*TASK GOAL*
Reproduce the records starting with the line containing "the blue shorts" and going on through the line containing "x=186, y=180", with "blue shorts" replaced by "navy shorts" and nothing else altered.

*PROVIDED RECORDS*
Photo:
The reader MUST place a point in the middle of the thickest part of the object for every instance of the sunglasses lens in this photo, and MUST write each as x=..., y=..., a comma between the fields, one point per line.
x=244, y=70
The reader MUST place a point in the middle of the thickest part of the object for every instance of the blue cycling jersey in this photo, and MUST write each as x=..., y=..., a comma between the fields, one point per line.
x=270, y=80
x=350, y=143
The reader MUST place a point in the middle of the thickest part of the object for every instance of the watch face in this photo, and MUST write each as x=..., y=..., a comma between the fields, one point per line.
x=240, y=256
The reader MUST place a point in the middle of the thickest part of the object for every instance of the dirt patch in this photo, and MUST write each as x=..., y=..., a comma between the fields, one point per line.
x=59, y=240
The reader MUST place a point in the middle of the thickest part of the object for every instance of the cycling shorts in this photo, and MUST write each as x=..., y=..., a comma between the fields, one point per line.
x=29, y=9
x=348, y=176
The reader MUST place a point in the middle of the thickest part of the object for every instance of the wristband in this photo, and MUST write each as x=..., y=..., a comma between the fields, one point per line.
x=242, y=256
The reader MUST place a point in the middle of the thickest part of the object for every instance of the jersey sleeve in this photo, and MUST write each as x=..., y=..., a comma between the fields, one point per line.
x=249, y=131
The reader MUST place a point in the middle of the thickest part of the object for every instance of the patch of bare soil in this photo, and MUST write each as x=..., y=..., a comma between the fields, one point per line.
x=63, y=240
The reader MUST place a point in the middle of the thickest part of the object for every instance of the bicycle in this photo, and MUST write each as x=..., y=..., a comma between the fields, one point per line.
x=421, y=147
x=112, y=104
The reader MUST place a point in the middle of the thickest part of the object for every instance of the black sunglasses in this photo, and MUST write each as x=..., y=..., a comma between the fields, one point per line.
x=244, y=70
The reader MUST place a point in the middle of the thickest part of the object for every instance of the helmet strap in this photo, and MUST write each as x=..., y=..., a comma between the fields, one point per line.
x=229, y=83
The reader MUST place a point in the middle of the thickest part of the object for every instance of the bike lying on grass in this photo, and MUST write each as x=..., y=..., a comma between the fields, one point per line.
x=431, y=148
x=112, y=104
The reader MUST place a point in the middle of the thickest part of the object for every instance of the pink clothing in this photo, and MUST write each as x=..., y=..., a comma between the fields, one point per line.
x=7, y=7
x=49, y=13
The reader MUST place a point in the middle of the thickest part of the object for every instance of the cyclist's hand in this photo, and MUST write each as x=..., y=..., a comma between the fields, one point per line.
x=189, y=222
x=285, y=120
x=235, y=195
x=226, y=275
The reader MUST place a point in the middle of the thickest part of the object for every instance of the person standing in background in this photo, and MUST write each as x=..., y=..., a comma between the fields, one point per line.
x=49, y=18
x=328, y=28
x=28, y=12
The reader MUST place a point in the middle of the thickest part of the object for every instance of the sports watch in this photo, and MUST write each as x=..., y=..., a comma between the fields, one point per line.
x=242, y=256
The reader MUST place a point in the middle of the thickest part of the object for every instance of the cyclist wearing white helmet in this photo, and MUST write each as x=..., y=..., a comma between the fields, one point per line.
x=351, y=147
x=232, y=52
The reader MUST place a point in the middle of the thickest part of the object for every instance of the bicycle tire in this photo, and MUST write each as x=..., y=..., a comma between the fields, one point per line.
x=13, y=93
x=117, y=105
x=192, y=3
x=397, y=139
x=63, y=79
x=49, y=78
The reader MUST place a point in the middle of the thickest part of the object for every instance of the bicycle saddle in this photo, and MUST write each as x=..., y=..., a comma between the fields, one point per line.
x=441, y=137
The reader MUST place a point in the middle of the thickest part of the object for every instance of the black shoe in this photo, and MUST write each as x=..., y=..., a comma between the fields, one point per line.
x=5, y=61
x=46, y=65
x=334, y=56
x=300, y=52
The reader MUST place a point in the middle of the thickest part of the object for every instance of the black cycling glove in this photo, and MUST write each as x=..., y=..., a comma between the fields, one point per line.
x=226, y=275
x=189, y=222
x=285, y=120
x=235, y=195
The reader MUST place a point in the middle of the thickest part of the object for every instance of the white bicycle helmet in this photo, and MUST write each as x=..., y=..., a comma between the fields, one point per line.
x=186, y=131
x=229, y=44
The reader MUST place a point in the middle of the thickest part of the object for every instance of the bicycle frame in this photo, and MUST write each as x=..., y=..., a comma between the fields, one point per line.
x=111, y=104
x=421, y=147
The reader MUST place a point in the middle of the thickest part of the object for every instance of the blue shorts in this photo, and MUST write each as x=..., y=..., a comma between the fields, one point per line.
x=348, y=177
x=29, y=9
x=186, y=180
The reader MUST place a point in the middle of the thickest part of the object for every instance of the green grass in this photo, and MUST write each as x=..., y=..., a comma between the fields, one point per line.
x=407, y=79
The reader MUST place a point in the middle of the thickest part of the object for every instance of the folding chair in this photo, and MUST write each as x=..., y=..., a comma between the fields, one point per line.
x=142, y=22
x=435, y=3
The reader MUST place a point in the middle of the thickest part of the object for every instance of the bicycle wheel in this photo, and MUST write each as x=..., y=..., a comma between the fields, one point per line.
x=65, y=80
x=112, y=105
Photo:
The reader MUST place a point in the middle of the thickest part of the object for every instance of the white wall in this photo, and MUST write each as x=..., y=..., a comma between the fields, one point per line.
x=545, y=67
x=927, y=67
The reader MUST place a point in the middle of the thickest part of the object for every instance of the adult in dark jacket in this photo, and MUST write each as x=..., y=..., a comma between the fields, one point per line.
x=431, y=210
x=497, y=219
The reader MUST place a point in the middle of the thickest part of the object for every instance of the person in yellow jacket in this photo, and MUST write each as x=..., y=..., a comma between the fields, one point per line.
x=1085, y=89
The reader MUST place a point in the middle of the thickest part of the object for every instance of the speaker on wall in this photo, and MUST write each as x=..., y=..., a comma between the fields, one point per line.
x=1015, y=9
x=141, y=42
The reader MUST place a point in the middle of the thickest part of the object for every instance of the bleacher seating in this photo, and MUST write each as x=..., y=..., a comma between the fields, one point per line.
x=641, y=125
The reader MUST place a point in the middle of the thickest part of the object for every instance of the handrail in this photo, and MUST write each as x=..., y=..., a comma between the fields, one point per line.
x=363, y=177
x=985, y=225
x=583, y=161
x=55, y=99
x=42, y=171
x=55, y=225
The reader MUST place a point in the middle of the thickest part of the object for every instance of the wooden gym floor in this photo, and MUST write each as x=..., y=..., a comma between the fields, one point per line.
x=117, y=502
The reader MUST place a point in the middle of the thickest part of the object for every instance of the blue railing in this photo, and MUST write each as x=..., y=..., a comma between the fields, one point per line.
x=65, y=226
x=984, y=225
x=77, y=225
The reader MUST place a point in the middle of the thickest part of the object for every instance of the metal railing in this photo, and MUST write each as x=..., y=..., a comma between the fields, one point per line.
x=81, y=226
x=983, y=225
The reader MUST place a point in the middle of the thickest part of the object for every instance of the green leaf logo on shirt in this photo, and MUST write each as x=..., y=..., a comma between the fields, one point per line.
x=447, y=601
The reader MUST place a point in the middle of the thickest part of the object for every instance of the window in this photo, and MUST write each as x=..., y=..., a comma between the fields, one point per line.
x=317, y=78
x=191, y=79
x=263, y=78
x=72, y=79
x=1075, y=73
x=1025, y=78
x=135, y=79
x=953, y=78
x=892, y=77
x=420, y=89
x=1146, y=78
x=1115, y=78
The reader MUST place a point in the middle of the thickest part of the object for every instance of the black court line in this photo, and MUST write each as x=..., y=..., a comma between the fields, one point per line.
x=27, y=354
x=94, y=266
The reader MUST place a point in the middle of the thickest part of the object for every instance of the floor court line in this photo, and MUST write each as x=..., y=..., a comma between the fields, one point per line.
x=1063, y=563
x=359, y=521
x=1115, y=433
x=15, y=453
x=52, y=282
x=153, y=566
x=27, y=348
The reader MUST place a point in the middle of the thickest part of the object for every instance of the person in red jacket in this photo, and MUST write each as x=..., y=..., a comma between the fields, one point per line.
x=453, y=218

*OUTPUT OF THE EXERCISE*
The reader MUST place a point in the middle of the thickest part of the object for every instance of the navy shorts in this photo, and MUST write each as x=..., y=..., a comma between the fields, one point per line.
x=348, y=177
x=29, y=9
x=186, y=180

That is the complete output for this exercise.